# completley new to this!!!



## upmybracket (Sep 8, 2006)

hello all, i am very new to this, although i have kept stick insects in the past i know this is a totally different ball game. my name is matt, i am 20 and live in nottingham, uk. i currently havn't bought a mantis because i am deciding on which to get. i have found a starter kit on the web which comes with either a giant asian or africna mantis and essentials such as tank, heater etc. i have a few queries i would like to put up there so get ready for some dumb questions uv probably all been asked before.

how are they at travelling? i know they are sent in the post but after settin up its habitat am i able to take it with him in it maybe an hour journey to university?

alsdo, i read a post on how none of u handle ur pet, i am going to be handling mine all the time! i read it gets used to you after a while and handling no lionger becomes a problem.

which mantis do u think i shud start with and what are the best places to get fomr?

thanks, any help wud be much appreciated.

matt


----------



## Ian (Sep 8, 2006)

Hi Matt,

Welcome to the forum!

Firstly, mantids are great at travelling. I get species in from various places around the world, which can take around 5-6 days to arrive, and they survive that fine. So, a trip to uni would not be a problem at all!

Handling wise, it depends what species you are getting. Like you say, an Asian _(Hierodula sp.)_ or and African _(Sphodromantis sp)_ are pne of the best species to get for a starter, and will tollerate handling.

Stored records
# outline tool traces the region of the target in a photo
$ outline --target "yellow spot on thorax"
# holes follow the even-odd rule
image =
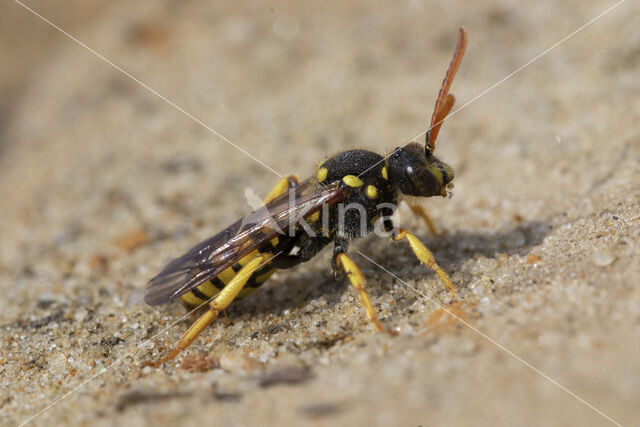
[[[322,182],[327,179],[327,175],[329,174],[329,170],[327,168],[320,168],[318,171],[318,182]]]
[[[377,199],[378,189],[373,185],[367,185],[367,197],[370,199]]]
[[[364,181],[355,175],[345,175],[342,181],[349,187],[362,187],[364,185]]]

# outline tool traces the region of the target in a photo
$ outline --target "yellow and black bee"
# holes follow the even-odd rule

* Objective: Reproduce the mantis forum thread word for word, from "how are they" up to and including "becomes a problem.".

* Result:
how are they at travelling? i know they are sent in the post but after settin up its habitat am i able to take it with him in it maybe an hour journey to university?

alsdo, i read a post on how none of u handle ur pet, i am going to be handling mine all the time! i read it gets used to you after a while and handling no lionger becomes a problem.